BEGIN Extracted material

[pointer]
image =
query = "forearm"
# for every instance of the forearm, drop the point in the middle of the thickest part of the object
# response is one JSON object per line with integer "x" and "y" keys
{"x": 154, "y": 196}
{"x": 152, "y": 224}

END Extracted material

▸ Set exercise: Reproduce the listing above verbatim, including every line.

▸ Exercise response:
[pointer]
image =
query = "forearm"
# for every instance of the forearm, drop the point in the middle of the thickest part of the object
# response is one JSON object per line with integer "x" and "y" keys
{"x": 154, "y": 196}
{"x": 152, "y": 224}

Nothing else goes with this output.